**EXERCISE INSTRUCTIONS**
Write out the stretch of the listing below verbatim, from its first line through the line that contains "[(0, 98), (0, 144), (22, 143), (19, 101), (15, 98)]", both included.

**ITEMS**

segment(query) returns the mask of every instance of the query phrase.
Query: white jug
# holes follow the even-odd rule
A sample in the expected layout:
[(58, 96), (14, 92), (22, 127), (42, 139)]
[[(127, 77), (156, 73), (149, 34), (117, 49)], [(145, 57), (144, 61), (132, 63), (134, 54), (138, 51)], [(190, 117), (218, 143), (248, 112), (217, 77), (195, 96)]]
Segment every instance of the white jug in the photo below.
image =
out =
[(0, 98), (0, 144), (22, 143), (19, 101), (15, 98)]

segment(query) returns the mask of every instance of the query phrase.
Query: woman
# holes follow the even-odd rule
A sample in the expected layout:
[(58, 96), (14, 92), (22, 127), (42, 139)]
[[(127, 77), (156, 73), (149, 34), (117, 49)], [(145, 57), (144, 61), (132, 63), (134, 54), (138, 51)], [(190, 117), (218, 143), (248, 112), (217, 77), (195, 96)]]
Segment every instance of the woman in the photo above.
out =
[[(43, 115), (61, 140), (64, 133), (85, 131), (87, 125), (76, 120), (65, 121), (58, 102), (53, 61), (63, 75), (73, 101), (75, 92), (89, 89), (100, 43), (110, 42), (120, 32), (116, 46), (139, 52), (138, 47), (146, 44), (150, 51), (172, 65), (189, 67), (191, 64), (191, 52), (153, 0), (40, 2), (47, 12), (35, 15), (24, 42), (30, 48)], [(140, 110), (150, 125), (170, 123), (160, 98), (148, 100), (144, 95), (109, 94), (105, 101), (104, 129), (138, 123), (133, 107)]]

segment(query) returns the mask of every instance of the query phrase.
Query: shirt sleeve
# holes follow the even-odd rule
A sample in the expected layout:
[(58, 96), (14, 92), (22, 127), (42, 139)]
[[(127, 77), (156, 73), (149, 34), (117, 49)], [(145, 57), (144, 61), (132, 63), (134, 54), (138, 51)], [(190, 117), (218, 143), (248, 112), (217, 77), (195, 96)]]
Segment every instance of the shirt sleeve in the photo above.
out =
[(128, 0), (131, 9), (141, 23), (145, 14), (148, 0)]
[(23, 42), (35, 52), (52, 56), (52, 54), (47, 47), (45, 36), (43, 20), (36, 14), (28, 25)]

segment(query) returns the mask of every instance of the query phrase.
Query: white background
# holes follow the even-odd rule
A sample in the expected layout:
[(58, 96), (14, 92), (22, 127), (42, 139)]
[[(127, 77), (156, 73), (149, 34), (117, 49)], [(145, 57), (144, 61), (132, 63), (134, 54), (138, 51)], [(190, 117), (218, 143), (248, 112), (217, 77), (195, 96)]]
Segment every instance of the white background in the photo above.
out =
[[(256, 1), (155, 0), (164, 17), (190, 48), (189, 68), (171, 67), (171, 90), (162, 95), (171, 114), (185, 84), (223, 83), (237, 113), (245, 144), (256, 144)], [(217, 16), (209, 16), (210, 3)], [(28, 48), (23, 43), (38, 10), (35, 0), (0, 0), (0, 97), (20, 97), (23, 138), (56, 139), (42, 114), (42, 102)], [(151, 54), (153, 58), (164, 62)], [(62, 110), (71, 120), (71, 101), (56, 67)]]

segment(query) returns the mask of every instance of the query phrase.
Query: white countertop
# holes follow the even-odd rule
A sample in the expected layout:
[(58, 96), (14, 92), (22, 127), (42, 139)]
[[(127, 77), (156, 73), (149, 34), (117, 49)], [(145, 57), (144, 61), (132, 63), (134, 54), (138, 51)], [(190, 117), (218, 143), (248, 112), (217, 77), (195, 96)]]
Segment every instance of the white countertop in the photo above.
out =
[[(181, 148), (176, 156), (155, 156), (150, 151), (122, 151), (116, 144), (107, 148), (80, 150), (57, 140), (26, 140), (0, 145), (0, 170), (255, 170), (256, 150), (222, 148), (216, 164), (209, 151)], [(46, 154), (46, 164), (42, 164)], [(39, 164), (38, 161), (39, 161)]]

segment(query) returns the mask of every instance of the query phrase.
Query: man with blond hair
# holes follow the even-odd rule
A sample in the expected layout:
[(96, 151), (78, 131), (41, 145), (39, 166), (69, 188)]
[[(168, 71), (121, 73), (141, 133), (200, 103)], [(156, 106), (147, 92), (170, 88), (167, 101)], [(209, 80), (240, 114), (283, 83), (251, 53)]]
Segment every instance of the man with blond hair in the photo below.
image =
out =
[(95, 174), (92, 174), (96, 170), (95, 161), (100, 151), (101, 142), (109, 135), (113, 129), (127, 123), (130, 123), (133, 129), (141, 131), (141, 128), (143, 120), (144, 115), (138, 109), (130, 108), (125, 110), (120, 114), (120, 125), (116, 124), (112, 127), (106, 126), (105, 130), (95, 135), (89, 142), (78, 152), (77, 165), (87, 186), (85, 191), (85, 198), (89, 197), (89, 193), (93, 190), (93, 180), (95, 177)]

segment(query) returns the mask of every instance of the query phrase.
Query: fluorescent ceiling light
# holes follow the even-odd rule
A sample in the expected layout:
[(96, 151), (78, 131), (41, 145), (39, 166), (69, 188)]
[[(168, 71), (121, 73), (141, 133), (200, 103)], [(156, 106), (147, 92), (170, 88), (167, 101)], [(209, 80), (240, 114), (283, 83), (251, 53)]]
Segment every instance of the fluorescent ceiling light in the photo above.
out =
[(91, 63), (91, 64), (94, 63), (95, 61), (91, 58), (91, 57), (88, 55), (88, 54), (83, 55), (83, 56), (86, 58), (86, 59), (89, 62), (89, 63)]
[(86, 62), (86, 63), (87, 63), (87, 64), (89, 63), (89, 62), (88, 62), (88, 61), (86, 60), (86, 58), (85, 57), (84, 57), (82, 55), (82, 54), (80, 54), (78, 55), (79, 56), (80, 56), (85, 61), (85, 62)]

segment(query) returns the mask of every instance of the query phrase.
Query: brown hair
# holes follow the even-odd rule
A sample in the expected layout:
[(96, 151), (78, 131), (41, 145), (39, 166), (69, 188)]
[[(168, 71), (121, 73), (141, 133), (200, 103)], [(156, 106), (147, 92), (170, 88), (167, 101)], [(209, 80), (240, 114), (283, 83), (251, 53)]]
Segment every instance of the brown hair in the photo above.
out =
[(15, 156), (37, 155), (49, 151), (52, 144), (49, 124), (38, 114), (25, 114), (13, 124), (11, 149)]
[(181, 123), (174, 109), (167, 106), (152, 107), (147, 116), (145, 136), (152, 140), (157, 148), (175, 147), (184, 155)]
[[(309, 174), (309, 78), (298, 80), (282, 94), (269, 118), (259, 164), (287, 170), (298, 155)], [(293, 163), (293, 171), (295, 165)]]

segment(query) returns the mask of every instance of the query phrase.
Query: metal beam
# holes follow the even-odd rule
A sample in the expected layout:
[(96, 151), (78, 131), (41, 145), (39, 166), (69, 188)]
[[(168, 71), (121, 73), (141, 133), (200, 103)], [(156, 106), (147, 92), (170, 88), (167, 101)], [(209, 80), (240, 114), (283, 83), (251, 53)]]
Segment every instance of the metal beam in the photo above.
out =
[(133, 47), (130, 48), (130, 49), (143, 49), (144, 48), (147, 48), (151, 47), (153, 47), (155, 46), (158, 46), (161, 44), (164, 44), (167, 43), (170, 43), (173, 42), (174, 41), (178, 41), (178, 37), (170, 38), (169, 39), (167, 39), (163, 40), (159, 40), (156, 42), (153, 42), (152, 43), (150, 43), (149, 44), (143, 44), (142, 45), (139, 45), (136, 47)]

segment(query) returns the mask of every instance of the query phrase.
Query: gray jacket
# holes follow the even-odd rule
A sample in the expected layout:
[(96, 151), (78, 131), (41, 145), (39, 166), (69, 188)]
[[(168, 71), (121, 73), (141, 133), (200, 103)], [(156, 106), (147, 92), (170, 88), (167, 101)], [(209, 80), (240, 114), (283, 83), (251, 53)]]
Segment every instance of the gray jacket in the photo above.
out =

**EXERCISE OUTPUT**
segment(query) returns the mask of every instance of the query phrase.
Query: white jug
# holes follow the even-odd rule
A sample in the expected layout:
[(58, 96), (14, 92), (22, 127), (42, 139)]
[[(127, 77), (156, 73), (149, 34), (117, 49)], [(145, 57), (144, 61), (132, 63), (134, 54), (138, 51)], [(190, 117), (218, 143), (248, 112), (217, 77), (195, 96)]]
Segment every instance of the white jug in the photo below.
image =
out =
[(0, 98), (0, 144), (22, 143), (19, 101), (15, 98)]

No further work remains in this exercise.